Instructions to follow :: Which lines of the records below contain the word "tight"? Report each of them in full.

Provided records ::
****

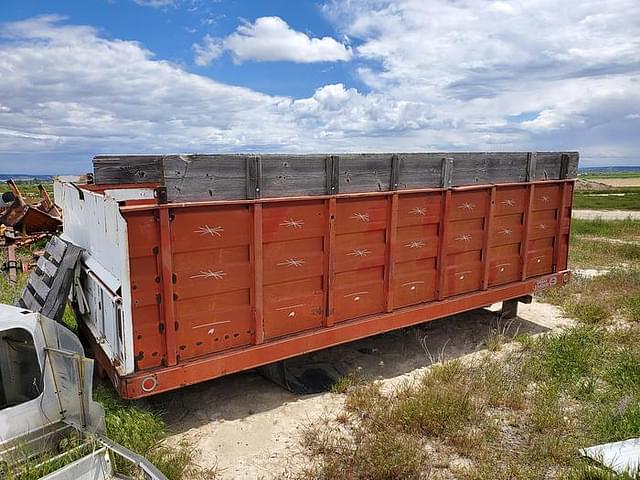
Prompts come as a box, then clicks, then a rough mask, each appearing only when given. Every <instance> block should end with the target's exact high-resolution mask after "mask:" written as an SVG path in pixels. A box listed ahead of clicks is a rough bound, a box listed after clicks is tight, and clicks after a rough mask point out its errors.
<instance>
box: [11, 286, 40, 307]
mask: <svg viewBox="0 0 640 480" xmlns="http://www.w3.org/2000/svg"><path fill="white" fill-rule="evenodd" d="M17 305H18V306H20V307H22V308H26V309H27V310H32V311H34V312H39V311H40V308H41V306H40V303H38V300H36V297H34V296H33V293H31V292H30V291H29V289H28V288H25V289H24V290H23V291H22V296H21V297H20V299H19V300H18V303H17Z"/></svg>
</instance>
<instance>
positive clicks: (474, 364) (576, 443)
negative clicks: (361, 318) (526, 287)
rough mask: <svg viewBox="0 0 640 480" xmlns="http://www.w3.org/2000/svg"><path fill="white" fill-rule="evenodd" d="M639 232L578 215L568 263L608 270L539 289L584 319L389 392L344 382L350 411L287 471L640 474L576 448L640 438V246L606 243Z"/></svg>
mask: <svg viewBox="0 0 640 480" xmlns="http://www.w3.org/2000/svg"><path fill="white" fill-rule="evenodd" d="M639 234H640V221H621V222H613V223H611V222H601V221H578V222H575V223H574V225H573V235H572V238H571V259H570V262H571V265H572V266H573V267H576V266H593V265H601V266H604V267H607V268H608V269H609V272H608V273H606V274H604V275H600V276H596V277H593V278H583V277H579V276H577V277H575V278H574V280H573V282H572V283H571V284H570V285H569V286H567V287H564V288H562V289H551V290H547V291H545V292H544V294H543V295H540V296H539V300H542V301H546V302H550V303H553V304H556V305H558V306H559V307H560V308H561V309H562V310H563V311H564V312H565V314H566V315H567V316H569V317H571V318H575V319H576V320H577V323H576V325H575V326H573V327H570V328H566V329H564V330H561V331H559V332H554V333H549V334H544V335H541V336H536V337H530V336H518V337H516V338H515V339H514V340H515V342H511V343H509V344H508V345H494V346H493V348H491V349H490V351H487V352H486V353H484V354H483V355H482V356H481V357H479V358H477V359H476V360H475V361H473V362H463V361H461V360H453V361H448V362H445V363H440V364H436V365H435V366H434V367H433V368H431V369H430V370H429V372H428V373H427V374H425V375H424V376H423V377H422V378H420V379H419V380H418V381H415V382H413V383H407V384H405V385H403V386H402V387H400V388H398V389H395V390H392V391H384V390H383V389H382V388H381V386H380V384H377V383H361V382H358V381H353V379H352V378H350V379H349V378H348V379H346V380H345V381H344V382H341V384H340V388H339V389H335V391H336V392H343V393H344V395H345V409H344V411H343V412H341V413H340V414H339V415H337V416H336V415H333V414H327V415H326V416H325V417H324V418H323V419H322V420H321V421H319V422H316V423H314V424H313V425H309V426H307V428H306V430H305V433H304V436H303V440H302V442H301V448H302V449H303V451H304V455H305V461H306V467H305V468H304V469H303V470H302V471H301V472H296V473H293V474H287V475H285V477H286V478H289V479H297V480H310V479H326V480H328V479H332V478H352V479H362V480H365V479H415V480H419V479H427V478H428V479H450V478H455V479H468V480H484V479H496V480H502V479H504V480H507V479H509V480H518V479H522V480H524V479H527V480H529V479H547V478H556V479H564V480H613V479H617V480H629V479H640V473H638V472H629V474H628V475H615V474H613V473H612V472H610V471H607V470H605V469H602V468H599V467H598V466H597V465H594V464H590V463H588V462H587V461H585V460H583V459H581V458H580V457H579V456H578V454H577V452H578V449H580V448H583V447H586V446H590V445H593V444H597V443H601V442H610V441H616V440H623V439H627V438H631V437H637V436H640V265H639V264H638V260H639V259H640V256H639V252H638V245H632V247H633V248H618V246H615V247H614V248H611V244H609V243H607V241H608V239H620V238H627V239H629V238H633V237H635V236H637V235H639ZM587 235H589V236H591V237H598V238H601V240H593V239H591V240H585V239H584V237H585V236H587ZM503 340H506V339H503ZM489 343H490V342H489V341H488V342H487V344H489ZM492 343H495V342H492Z"/></svg>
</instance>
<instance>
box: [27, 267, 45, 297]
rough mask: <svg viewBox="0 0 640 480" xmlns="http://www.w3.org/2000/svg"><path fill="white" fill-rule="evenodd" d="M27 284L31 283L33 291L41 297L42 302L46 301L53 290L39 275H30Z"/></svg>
mask: <svg viewBox="0 0 640 480" xmlns="http://www.w3.org/2000/svg"><path fill="white" fill-rule="evenodd" d="M27 285H30V286H31V288H32V289H33V292H34V293H35V294H36V296H37V297H38V298H39V299H40V303H44V302H45V301H46V300H47V297H48V296H49V291H50V290H51V289H50V288H49V287H48V286H47V284H46V283H44V282H43V281H42V279H41V278H40V277H38V276H37V275H35V274H34V275H30V276H29V282H28V283H27Z"/></svg>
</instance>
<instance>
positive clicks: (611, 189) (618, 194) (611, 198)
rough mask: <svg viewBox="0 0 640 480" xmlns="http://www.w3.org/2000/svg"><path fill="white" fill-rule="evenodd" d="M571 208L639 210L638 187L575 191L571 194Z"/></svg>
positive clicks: (595, 180)
mask: <svg viewBox="0 0 640 480" xmlns="http://www.w3.org/2000/svg"><path fill="white" fill-rule="evenodd" d="M589 180H595V181H597V178H589ZM612 194H615V195H612ZM619 194H623V195H619ZM573 208H575V209H595V210H601V209H602V210H640V187H611V188H609V189H606V190H577V191H575V192H574V194H573Z"/></svg>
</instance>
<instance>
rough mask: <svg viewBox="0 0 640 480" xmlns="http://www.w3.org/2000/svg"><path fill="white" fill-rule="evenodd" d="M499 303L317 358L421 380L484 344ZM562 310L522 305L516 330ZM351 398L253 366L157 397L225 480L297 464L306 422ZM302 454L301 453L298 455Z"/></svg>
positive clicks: (425, 324) (534, 330)
mask: <svg viewBox="0 0 640 480" xmlns="http://www.w3.org/2000/svg"><path fill="white" fill-rule="evenodd" d="M498 307H499V305H494V306H493V307H492V309H491V310H478V311H475V312H467V313H464V314H461V315H456V316H453V317H448V318H444V319H440V320H434V321H431V322H427V323H424V324H421V325H418V326H415V327H410V328H406V329H402V330H398V331H395V332H390V333H387V334H382V335H377V336H375V337H371V338H368V339H364V340H359V341H356V342H352V343H349V344H345V345H341V346H337V347H333V348H330V349H326V350H323V351H321V352H317V353H314V354H310V355H311V356H312V359H313V360H314V361H315V360H317V361H321V362H331V363H332V364H334V365H336V366H337V367H338V368H339V370H341V371H353V370H357V371H359V372H360V373H361V375H362V376H363V377H364V378H365V379H369V380H372V379H376V380H380V381H382V382H383V384H384V386H385V387H387V386H388V387H389V388H391V387H393V386H394V385H396V384H398V383H401V382H403V381H406V380H411V379H412V378H416V377H417V376H419V375H420V374H421V373H423V372H424V370H425V368H428V366H429V365H430V364H431V363H432V361H438V360H439V359H441V358H445V359H452V358H467V357H469V356H473V355H474V354H475V355H477V354H478V352H481V351H482V350H484V349H485V346H484V341H485V339H486V338H487V337H488V335H489V334H490V332H491V331H492V329H495V328H496V327H500V328H504V325H503V326H499V325H498V323H499V322H498V314H497V310H498ZM569 323H570V320H568V319H565V318H563V317H562V315H561V314H560V312H559V311H558V309H557V308H555V307H553V306H551V305H548V304H543V303H537V302H533V303H532V304H530V305H523V304H520V308H519V317H518V319H517V320H516V321H515V322H513V323H511V324H510V325H509V332H508V333H509V334H512V335H515V334H516V333H532V334H537V333H542V332H545V331H548V330H549V329H554V328H558V327H561V326H563V325H567V324H569ZM343 399H344V396H343V395H339V394H334V393H322V394H316V395H295V394H293V393H290V392H288V391H286V390H284V389H282V388H281V387H279V386H277V385H275V384H274V383H272V382H270V381H269V380H267V379H265V378H263V377H262V376H260V375H259V374H258V373H256V372H254V371H250V372H246V373H240V374H235V375H230V376H227V377H223V378H220V379H217V380H212V381H210V382H206V383H202V384H199V385H194V386H191V387H187V388H184V389H182V390H179V391H176V392H170V393H167V394H163V395H159V396H157V397H153V399H152V404H153V406H154V407H156V408H159V409H161V410H162V411H164V412H167V413H166V418H167V421H168V424H169V428H170V429H171V430H172V432H174V434H173V436H172V437H171V438H170V441H171V442H179V441H180V440H182V439H187V440H188V441H190V442H191V443H193V445H194V448H196V449H197V450H198V458H197V462H198V463H199V464H200V465H201V466H205V467H213V466H217V467H218V469H219V470H220V471H221V474H222V478H223V479H252V480H253V479H265V480H268V479H273V478H277V477H278V476H279V475H280V474H282V472H283V471H285V470H287V469H288V470H295V467H296V464H297V463H299V460H296V457H297V456H298V455H299V452H300V450H299V447H298V445H299V443H298V442H299V438H300V433H301V431H302V429H303V428H304V426H305V425H308V424H309V423H310V422H313V421H314V420H317V419H318V418H319V417H320V416H322V415H325V414H336V413H338V412H339V411H340V409H341V408H342V402H343ZM298 458H299V457H298Z"/></svg>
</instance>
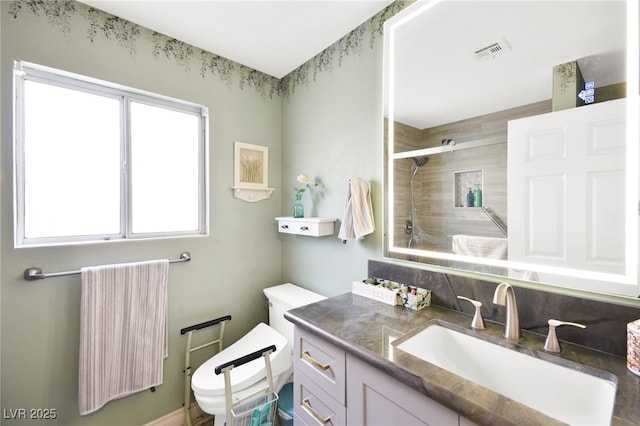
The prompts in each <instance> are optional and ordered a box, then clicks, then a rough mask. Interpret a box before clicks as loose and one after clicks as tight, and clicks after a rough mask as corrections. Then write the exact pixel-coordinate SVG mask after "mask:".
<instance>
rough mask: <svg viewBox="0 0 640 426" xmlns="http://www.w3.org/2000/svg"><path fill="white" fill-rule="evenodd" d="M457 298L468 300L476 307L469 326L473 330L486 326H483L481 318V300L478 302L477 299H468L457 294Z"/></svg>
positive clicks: (462, 299) (482, 327)
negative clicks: (480, 301)
mask: <svg viewBox="0 0 640 426" xmlns="http://www.w3.org/2000/svg"><path fill="white" fill-rule="evenodd" d="M458 299H461V300H466V301H467V302H470V303H471V304H472V305H473V306H475V308H476V312H475V314H474V315H473V320H471V328H473V329H475V330H484V329H485V328H486V327H485V326H484V320H483V319H482V311H481V310H480V308H482V302H478V301H477V300H473V299H469V298H467V297H464V296H458Z"/></svg>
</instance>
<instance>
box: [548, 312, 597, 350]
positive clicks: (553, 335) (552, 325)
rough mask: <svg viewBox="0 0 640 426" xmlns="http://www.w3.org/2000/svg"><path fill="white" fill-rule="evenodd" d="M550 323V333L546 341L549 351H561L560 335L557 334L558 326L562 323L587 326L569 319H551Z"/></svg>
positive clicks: (550, 320) (574, 325) (585, 326)
mask: <svg viewBox="0 0 640 426" xmlns="http://www.w3.org/2000/svg"><path fill="white" fill-rule="evenodd" d="M548 323H549V334H548V335H547V340H546V341H545V342H544V350H545V351H548V352H560V351H561V349H560V343H559V342H558V336H557V335H556V327H559V326H561V325H572V326H574V327H579V328H587V326H586V325H584V324H578V323H575V322H567V321H559V320H556V319H550V320H549V321H548Z"/></svg>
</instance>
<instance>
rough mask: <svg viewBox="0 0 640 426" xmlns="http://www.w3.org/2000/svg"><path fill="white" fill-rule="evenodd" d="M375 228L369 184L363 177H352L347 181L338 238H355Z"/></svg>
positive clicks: (355, 238)
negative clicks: (363, 178) (345, 194)
mask: <svg viewBox="0 0 640 426" xmlns="http://www.w3.org/2000/svg"><path fill="white" fill-rule="evenodd" d="M375 230H376V226H375V221H374V218H373V208H372V206H371V185H370V184H369V182H367V181H366V180H365V179H363V178H360V177H353V178H351V180H350V181H349V190H348V192H347V199H346V203H345V209H344V217H343V219H342V223H341V225H340V232H338V238H340V239H341V240H342V241H343V242H347V241H351V240H357V239H358V238H362V237H364V236H365V235H368V234H371V233H372V232H373V231H375Z"/></svg>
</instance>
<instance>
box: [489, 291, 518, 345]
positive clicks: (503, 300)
mask: <svg viewBox="0 0 640 426" xmlns="http://www.w3.org/2000/svg"><path fill="white" fill-rule="evenodd" d="M493 303H494V304H496V305H500V306H505V307H506V308H507V315H506V318H505V321H504V337H506V338H507V339H508V340H518V339H520V318H519V317H518V304H517V303H516V294H515V292H514V291H513V287H512V286H511V285H510V284H507V283H500V284H499V285H498V287H496V291H495V293H494V294H493Z"/></svg>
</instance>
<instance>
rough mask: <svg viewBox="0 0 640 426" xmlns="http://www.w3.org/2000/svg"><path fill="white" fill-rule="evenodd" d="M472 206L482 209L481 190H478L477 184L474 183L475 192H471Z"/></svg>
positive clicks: (478, 187) (480, 189) (477, 186)
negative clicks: (472, 195) (472, 202)
mask: <svg viewBox="0 0 640 426" xmlns="http://www.w3.org/2000/svg"><path fill="white" fill-rule="evenodd" d="M473 206H474V207H482V189H480V184H479V183H476V185H475V190H474V191H473Z"/></svg>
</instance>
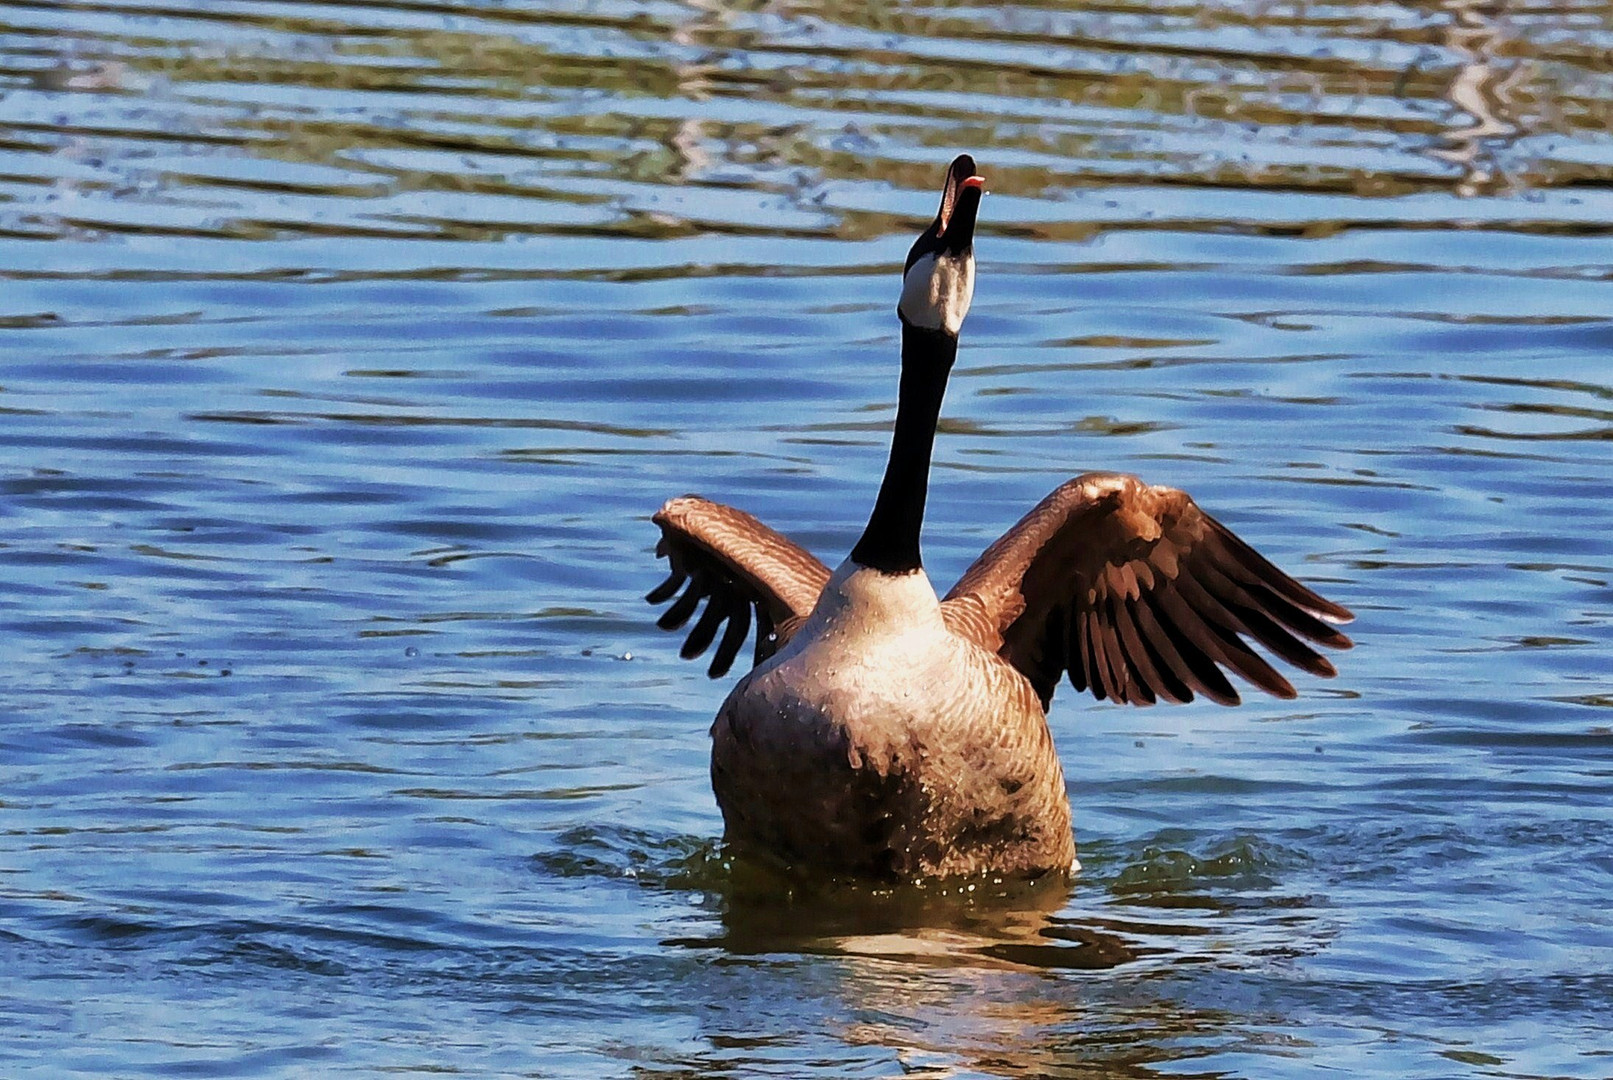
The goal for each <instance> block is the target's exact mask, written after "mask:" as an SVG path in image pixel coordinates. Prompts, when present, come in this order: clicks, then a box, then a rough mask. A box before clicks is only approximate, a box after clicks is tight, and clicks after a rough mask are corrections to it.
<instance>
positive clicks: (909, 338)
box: [852, 322, 958, 574]
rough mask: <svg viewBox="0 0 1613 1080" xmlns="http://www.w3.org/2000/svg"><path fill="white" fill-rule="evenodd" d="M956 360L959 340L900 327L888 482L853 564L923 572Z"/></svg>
mask: <svg viewBox="0 0 1613 1080" xmlns="http://www.w3.org/2000/svg"><path fill="white" fill-rule="evenodd" d="M957 358H958V339H957V337H953V335H952V334H942V332H939V330H921V329H916V327H911V326H908V324H907V322H903V324H902V385H900V390H898V392H897V430H895V435H892V438H890V459H889V461H887V463H886V479H884V482H882V484H881V485H879V498H877V500H874V513H873V514H869V517H868V527H866V529H863V538H861V540H858V542H857V546H855V548H852V561H853V563H857V564H858V566H868V567H873V569H876V571H884V572H886V574H910V572H913V571H916V569H919V567H921V566H923V559H921V558H919V551H918V535H919V529H921V527H923V525H924V495H926V493H927V490H929V456H931V451H932V450H934V447H936V422H937V421H939V419H940V400H942V397H945V393H947V376H948V374H950V372H952V361H955V359H957Z"/></svg>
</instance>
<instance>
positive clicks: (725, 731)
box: [648, 155, 1352, 880]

****

Answer to the exercise ::
Prompts come as a box, then clicks, then a rough mask, each appearing only when given. Every <instance> block should end with the target's exact high-resolution mask after "mask:" written as an SVG path in pixels. A box listed ahead of clicks is a rough bound, a box listed after clicks is tight, and clicks after a rough mask point out its errors.
The prompts in each <instance> are optional and ordered a box, then clicks, then a rough mask. Interpret a box before clicks as loose and one after clicks as tight, and clicks after a rough mask as corrections. Then write the exact pixel-coordinate SVG mask after "mask:".
The goal for each <instance> block is the target's exact mask, written after "mask:" as an SVG path in image pixel coordinates. Prompts, when present, come in this order: clicks, then a box, then a rough mask. A box before clicks is only approximate, a box after clicks is tight, and clicks after a rough mask are corrections to it.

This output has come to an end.